Task prompt:
Locate each line in the material below that contains the word "trunk", and copy those lines.

Available data:
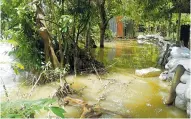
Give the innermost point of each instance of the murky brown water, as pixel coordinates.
(119, 91)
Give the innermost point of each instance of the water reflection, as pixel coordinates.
(127, 54)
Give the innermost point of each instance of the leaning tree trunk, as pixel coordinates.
(104, 21)
(102, 35)
(48, 49)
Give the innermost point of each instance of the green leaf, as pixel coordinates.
(58, 111)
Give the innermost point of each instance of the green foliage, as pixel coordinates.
(28, 109)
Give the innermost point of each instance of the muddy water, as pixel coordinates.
(119, 91)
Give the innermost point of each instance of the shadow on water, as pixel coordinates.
(127, 55)
(120, 90)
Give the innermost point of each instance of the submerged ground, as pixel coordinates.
(119, 90)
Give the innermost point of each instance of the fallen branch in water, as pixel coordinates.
(90, 111)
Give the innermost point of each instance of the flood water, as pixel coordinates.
(119, 90)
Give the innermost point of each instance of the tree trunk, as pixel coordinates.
(104, 21)
(48, 49)
(169, 25)
(102, 36)
(178, 28)
(61, 52)
(88, 36)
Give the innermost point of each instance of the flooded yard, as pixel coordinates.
(119, 90)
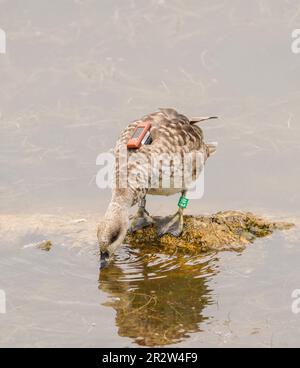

Solved exercise:
Give the innermost point of each instance of the leaning tree trunk, as pixel coordinates.
Give the innermost point of each instance of the tree trunk, as pixel coordinates.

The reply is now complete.